━━━ SELECTED PASSAGE ━━━

I can confirm that on PVE 8.4.12 the Kernel 6.8.12-11-pve solves the memory leak. Kernel 6.8.12-12 and -13 are already affected by the leak.
I manage another 3-node cluster on PVE 9.0.6 with Kernel 6.14.11-1-pve and do not see any leaks here but unfortunately on this cluster there isn't that much load to give a well-founded assessment
 
Confirmation from my setup (PVE 9.0.9, 5 nodes, AMD EPYC 9124, 192 GB RAM, 6× Samsung PM9A3 U.2, Intel Ethernet Network Adapter E810-CQDA2 Dual port 100 GbE (QSFP28) PCIe 4.0 ×16, LP):


  • ZFS only for boot, ARC capped with zfs_arc_max=1G. Main storage is Ceph.
  • With Ceph mostly idle, there is no memory leak or it is extremely small.
  • When running DiskSpd tests on Windows Server 2025 VMs, the leak appears: the more intensive the tests (or the more VMs I run in parallel), the faster the memory leak fills up all RAM across nodes. Userspace looks clean → this is a kernel/slab leak.

━━━ DATASET RECORDS ━━━

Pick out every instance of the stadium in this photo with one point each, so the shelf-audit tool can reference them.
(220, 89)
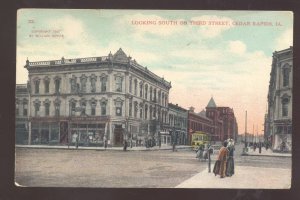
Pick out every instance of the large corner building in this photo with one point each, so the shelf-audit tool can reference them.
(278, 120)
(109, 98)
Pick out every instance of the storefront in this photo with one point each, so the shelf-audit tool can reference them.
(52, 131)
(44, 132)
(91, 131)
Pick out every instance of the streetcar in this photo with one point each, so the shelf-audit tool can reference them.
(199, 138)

━━━
━━━ DATASET RECORDS ━━━

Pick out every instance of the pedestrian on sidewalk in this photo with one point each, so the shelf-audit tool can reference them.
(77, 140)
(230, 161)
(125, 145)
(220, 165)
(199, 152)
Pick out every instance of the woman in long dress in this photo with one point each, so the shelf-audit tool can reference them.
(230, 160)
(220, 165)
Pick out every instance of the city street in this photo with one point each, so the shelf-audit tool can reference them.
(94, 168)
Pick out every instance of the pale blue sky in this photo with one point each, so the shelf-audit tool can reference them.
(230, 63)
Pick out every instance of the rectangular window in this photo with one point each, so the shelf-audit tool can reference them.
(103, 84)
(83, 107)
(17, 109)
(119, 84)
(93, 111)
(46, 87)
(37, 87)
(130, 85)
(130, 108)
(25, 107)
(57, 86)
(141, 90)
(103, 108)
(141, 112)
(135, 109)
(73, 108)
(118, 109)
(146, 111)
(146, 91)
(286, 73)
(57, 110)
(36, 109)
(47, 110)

━━━
━━━ DATASET RECORDS ━━━

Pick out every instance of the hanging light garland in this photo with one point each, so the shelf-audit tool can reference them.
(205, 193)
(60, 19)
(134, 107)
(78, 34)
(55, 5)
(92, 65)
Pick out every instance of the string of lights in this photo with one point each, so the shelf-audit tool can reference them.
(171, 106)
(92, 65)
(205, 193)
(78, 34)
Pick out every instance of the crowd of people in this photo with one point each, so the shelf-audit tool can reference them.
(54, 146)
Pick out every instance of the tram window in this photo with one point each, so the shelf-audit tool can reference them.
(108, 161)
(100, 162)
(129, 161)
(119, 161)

━━━

WORK TO DO -
[A] Repeat word for word everything in the memory leak report from "Confirmation from my" down to "storage is Ceph.".
[B] Write the next part of the Proxmox memory leak report, starting after its last sentence.
This material has no role here.

EXPECTED RESULTS -
[A]
Confirmation from my setup (PVE 9.0.9, 5 nodes, AMD EPYC 9124, 192 GB RAM, 6× Samsung PM9A3 U.2, Intel Ethernet Network Adapter E810-CQDA2 Dual port 100 GbE (QSFP28) PCIe 4.0 ×16, LP):


  • ZFS only for boot, ARC capped with zfs_arc_max=1G. Main storage is Ceph.

[B]
  • Downgrading and pinning kernel 6.8.12-11 fully resolves the issue. Under the same workload, memory stays stable.
 
Thanks for all the information everyone - this is very useful for us. At the moment we think that the memory leaks might be network-related, and with Ceph causing a lot of network traffic, we think this might be the reason why the memory leaks seem to be so extreme. To confirm whether this is true, could you please tell us (if you didn't already tell us above):
  1. Whether you're using Ceph.
  2. Which NIC is used for Ceph (exact NIC model). If multiple NICs are used (e.g. for public/cluster network, or bondings), please tell us the information for all used NICs.
  3. Which driver is used for the NIC (you can find that by checking the output of lspci -nnk and checking "Kernel driver in use").
  4. EDIT (new addition): Which MTU the network interfaces for Ceph are using.

Thanks!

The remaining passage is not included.